▶ _ACTIVITY LIST_
• 1. List every per-condom price in US dollars that the passage on female condoms gives, with what each price is for.
• 2. From the passage on female condoms, extract the stretch from "6. Can the female" through "a woman’s body?".
• 3. According to the passage on female condoms, why shouldn't male and female condoms be used together?

▶ _PASSAGE PROVIDED_
--------------------------------------------------

Difficulty persuading partner to use condoms or not able to use a condom every time

Discuss ways to talk with her partner about the importance of condom use for protection from pregnancy and STIs.

Mild irritation in or around and vagina or penis (itching, redness, or rash)

• Usually goes away on its own without treatment.

• Suggest adding lubricant to the inside of the condom or onto the penis to reduce rubbing that may cause irritation.

• If symptoms persist, assess and treat for possible vaginal infection or STI, as appropriate.

– If there is no infection, help the client choose another method unless the client is at risk for STIs, including HIV

– For clients at risk of STIs, including HIV, suggest using male condoms. If using male condoms is not possible, urge continued use of female condoms despite discomfort.

– If neither partner has an infection, a mutually faithful sexual relationship provides STI protection without requiring condom use but does not protect against pregnancy.

Suspected pregnancy

• Assess for pregnancy.
• A woman can safely use female condoms during pregnancy for continued STI protection.

Questions and Answers About Female Condoms

1. Is the female condom difficult to use?

No, but it does require practice and patience.

2. Can female condoms effectively prevent both pregnancy and STIs, including HIV?

Yes. Female condoms offer dual protection, against both pregnancy and STIs, including HIV, if used consistently and correctly. Many people, however, do not use condoms every time they have sex, or do not use them correctly. This reduces protection from both pregnancy and STIs.

3. Can a female condom and a male condom be used at the same time?

No. Male and female condoms should not be used together. This can cause friction that may lead to slipping or tearing of the condoms.

4. What is the best way to make sure the penis goes into the condom and not outside the condom?

To avoid incorrect use, the man should carefully guide his penis and place the tip inside the outer ring of the condom. If the penis goes between the wall of the vagina and the condom, the man should withdraw and try again.

5. Can the female condom be used more than once?

Reuse of the female condom is not recommended. Because not enough female condoms are available in some areas, however, and some clients reuse them, the World Health Organization has developed instructions for disinfecting and washing female condoms for reuse. The instructions are being tested for safety and effectiveness. Some programs may introduce instructions for reuse if female condom availability is limited.

6. Can the female condom be used while a woman is having her monthly bleeding?

Women can use the female condom during their monthly bleeding. The female condom cannot be used at the same time as a tampon, however. The tampon must be removed before inserting a female condom.

7. Isn’t the female condom too big to be comfortable?

No. Female condoms are the same length as male condoms, but wider. They are very flexible and fit to the shape of the vagina. Female condoms have been carefully designed and tested to fit any woman, whatever the size of her vagina, and any man, whatever the size of his penis.

8. Can a female condom get lost inside a woman’s body?

No. The female condom remains in a woman’s vagina until she takes it out. It cannot go past a woman’s cervix and into the womb (uterus) because it is too large for that.

9. Can the female condom be used in different sexual positions?

Yes. The female condom can be used in any sexual position.

10. Why are female condoms more expensive than male condoms?

Purchased in bulk in 2006, female condoms cost US $0.66 apiece, while male condoms cost only US $0.03 apiece. This is because polyurethane material costs more than latex and because far fewer female condoms are produced. To help reduce cost, a latex female condom has been developed. Purchased in bulk, this new latex female condom can cost as little as US $0.22 per condom. It is expected that programs will buy more of these latex female condoms and distribute them more widely once they are available.

--------------------------------------------------

▶ _PROVIDED DATA_
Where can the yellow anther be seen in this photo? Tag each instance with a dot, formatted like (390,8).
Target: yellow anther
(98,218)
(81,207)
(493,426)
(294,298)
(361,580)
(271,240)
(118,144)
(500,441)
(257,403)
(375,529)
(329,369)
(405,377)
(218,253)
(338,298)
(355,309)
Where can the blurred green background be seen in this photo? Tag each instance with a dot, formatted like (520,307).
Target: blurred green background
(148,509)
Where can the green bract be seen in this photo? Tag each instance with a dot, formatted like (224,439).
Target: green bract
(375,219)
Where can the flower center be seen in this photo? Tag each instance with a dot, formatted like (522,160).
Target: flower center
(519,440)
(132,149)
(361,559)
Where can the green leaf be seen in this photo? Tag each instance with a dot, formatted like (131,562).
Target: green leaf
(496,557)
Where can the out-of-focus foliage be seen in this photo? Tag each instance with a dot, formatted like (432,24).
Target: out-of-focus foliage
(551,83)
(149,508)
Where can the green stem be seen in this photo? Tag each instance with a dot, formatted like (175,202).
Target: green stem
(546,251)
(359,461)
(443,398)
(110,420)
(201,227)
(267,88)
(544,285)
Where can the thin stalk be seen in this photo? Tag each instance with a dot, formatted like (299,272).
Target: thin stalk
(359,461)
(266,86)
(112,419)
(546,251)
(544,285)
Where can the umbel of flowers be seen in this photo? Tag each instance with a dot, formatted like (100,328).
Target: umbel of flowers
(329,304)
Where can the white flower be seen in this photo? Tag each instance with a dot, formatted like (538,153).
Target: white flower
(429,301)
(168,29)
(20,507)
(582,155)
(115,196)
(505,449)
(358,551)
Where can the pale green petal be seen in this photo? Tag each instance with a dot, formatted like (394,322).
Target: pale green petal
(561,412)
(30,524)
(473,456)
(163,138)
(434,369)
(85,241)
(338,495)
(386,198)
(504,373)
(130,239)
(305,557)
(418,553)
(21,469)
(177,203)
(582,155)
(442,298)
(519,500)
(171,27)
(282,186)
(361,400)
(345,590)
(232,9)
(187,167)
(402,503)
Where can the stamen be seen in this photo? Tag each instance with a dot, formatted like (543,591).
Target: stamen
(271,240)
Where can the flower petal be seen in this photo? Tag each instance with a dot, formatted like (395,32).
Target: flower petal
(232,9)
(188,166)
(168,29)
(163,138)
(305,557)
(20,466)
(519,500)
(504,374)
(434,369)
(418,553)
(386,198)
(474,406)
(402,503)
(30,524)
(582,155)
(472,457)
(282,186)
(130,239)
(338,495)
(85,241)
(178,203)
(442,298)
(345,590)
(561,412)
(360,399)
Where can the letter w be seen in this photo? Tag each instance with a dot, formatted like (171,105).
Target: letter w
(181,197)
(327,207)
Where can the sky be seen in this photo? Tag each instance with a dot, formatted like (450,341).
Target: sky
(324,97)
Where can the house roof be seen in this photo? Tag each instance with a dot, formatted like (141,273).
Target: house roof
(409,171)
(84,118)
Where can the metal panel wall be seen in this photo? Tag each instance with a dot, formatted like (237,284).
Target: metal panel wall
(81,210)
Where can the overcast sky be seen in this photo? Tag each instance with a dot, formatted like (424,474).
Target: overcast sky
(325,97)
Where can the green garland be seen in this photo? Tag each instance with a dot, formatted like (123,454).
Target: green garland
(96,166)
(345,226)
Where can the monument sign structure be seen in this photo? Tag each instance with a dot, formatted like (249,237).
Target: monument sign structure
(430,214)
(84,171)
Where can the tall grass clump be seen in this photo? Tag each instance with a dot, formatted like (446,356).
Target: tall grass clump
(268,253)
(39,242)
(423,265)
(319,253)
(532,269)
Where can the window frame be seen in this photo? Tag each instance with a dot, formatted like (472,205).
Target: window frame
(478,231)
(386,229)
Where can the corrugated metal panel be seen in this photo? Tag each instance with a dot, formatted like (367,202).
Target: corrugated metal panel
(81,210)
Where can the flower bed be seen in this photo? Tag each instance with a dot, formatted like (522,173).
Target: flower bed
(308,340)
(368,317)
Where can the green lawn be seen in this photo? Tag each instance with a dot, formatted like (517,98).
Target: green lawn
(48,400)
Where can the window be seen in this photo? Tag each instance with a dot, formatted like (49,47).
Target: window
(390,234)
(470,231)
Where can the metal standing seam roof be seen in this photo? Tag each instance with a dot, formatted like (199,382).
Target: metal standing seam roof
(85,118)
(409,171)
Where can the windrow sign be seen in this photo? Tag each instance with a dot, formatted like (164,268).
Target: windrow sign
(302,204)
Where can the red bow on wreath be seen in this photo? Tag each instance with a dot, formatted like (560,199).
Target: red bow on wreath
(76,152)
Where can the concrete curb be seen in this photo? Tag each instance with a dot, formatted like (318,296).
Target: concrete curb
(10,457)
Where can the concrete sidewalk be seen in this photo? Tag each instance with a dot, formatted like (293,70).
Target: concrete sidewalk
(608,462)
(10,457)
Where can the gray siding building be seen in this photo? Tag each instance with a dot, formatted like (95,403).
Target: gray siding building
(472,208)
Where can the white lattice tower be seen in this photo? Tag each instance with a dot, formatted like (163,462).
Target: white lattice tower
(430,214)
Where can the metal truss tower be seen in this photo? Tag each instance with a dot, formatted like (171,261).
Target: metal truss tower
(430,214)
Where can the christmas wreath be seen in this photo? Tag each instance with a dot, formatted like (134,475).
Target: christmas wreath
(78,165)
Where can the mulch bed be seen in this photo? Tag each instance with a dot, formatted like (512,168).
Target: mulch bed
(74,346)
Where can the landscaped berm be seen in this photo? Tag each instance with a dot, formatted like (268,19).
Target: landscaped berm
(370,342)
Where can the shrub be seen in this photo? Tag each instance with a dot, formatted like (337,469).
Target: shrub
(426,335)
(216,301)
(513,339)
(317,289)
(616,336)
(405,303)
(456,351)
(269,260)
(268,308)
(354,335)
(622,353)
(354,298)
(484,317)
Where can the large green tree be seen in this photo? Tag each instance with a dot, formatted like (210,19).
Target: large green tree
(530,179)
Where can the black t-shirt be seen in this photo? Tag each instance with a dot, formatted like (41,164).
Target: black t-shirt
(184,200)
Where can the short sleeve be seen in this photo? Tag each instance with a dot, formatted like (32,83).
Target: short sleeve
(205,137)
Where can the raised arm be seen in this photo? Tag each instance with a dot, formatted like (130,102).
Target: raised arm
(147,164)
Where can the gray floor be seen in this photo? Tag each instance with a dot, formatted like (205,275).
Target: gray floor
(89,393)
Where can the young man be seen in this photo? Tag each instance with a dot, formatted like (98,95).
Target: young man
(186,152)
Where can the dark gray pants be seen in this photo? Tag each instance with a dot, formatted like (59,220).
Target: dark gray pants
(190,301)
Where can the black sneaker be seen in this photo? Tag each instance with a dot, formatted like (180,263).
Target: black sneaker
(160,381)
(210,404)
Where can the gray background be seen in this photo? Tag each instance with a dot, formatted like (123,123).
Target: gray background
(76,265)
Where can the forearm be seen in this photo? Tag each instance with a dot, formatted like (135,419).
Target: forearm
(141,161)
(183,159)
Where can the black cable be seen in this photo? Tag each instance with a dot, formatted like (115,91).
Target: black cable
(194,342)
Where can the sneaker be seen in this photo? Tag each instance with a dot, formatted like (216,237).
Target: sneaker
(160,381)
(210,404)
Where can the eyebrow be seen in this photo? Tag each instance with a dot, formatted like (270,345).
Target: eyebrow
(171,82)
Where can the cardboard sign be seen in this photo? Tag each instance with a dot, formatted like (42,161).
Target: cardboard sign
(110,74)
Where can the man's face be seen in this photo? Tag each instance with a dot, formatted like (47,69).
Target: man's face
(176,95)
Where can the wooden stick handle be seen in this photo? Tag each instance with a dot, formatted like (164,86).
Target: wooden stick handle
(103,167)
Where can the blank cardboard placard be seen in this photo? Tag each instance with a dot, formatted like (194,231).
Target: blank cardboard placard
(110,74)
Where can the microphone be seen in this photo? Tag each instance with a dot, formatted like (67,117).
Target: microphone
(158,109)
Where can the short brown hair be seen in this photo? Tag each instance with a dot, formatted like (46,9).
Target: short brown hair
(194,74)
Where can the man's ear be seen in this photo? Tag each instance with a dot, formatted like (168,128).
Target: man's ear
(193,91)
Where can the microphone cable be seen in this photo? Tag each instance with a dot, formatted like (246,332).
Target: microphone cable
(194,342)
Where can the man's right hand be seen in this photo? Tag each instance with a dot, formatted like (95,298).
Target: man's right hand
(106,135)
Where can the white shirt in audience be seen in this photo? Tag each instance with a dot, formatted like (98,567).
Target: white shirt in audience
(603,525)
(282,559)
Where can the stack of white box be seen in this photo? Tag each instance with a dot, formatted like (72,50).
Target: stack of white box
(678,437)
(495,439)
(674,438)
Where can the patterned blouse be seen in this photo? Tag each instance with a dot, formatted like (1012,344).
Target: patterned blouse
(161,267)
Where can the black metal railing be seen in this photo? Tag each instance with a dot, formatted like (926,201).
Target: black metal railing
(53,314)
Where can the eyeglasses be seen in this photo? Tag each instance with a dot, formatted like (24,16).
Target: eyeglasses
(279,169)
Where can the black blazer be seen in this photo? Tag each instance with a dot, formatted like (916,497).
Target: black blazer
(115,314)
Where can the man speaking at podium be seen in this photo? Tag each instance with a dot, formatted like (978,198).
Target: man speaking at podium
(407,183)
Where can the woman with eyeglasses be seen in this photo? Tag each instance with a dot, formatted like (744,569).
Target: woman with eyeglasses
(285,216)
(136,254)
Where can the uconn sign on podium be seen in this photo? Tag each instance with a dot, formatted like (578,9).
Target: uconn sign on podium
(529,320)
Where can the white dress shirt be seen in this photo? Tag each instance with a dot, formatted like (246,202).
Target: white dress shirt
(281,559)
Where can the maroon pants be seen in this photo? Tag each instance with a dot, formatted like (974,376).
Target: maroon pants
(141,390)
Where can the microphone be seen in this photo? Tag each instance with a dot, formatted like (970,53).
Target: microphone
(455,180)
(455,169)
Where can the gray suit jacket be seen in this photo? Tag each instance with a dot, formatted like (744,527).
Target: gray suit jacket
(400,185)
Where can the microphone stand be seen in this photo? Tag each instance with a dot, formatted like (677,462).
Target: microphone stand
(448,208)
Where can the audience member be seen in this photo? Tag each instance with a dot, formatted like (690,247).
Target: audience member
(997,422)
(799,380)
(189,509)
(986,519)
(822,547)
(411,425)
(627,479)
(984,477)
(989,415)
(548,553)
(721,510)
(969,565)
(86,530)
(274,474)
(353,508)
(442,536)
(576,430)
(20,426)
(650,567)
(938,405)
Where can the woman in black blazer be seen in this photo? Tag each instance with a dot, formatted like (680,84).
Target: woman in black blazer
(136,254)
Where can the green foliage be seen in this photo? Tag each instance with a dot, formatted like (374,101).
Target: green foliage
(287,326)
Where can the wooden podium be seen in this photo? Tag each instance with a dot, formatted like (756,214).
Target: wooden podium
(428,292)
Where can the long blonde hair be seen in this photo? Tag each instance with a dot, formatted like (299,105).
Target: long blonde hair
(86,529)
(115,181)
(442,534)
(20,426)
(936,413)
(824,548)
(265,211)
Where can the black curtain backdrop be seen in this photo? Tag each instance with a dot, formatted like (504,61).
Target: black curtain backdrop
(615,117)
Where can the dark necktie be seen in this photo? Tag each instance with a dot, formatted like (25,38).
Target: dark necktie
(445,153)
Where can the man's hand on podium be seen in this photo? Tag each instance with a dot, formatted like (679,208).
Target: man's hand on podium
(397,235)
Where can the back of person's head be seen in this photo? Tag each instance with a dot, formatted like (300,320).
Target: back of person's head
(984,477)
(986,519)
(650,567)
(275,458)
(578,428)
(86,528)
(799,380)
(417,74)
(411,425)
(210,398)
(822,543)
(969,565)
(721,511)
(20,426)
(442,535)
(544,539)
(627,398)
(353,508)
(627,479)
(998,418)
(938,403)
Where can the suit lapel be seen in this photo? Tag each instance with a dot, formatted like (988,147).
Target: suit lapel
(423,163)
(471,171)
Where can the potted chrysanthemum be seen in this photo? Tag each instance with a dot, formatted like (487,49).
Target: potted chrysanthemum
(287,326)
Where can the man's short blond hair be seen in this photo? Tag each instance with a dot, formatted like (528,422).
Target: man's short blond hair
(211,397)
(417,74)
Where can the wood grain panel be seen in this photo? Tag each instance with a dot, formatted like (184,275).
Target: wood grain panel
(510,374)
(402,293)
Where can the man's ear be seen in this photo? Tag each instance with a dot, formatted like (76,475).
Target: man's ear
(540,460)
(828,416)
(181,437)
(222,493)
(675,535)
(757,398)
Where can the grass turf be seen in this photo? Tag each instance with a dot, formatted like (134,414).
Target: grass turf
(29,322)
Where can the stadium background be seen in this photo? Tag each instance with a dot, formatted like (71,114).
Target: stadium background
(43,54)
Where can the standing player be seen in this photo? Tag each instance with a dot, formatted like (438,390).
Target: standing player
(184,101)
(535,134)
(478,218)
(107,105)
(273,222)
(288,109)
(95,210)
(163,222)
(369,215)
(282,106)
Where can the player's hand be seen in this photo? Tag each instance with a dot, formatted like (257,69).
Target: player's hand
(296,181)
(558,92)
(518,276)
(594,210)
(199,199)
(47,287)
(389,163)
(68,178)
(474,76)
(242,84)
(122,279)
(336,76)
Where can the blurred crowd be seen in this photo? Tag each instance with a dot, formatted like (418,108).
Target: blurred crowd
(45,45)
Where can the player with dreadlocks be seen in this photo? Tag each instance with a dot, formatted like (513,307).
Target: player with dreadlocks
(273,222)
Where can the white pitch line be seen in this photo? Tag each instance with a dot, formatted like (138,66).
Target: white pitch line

--------------------------------------------------

▶ _PER-TASK ANSWERS_
• 1.
- US $0.66: a female condom purchased in bulk in 2006
- US $0.03: a male condom purchased in bulk in 2006
- US $0.22: the new latex female condom purchased in bulk, at its lowest cost

• 2.
6. Can the female condom be used while a woman is having her monthly bleeding?

Women can use the female condom during their monthly bleeding. The female condom cannot be used at the same time as a tampon, however. The tampon must be removed before inserting a female condom.

7. Isn’t the female condom too big to be comfortable?

No. Female condoms are the same length as male condoms, but wider. They are very flexible and fit to the shape of the vagina. Female condoms have been carefully designed and tested to fit any woman, whatever the size of her vagina, and any man, whatever the size of his penis.

8. Can a female condom get lost inside a woman’s body?

• 3. Using them together can cause friction that may lead to slipping or tearing of the condoms.